▶ WHAT THE EXERCISE ASKS: Could you please write out the data shown below, exactly and in full?

▶ GIVEN DATA:

☆ ☆ ☆ ☆ ☆

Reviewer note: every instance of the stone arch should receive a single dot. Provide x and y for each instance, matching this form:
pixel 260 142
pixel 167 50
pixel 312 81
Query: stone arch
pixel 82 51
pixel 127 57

☆ ☆ ☆ ☆ ☆

▶ EXPECTED ANSWER:
Reviewer note: every instance of the stone arch should receive a single dot. Provide x and y for each instance, matching this form:
pixel 260 142
pixel 167 50
pixel 312 81
Query: stone arch
pixel 82 51
pixel 127 57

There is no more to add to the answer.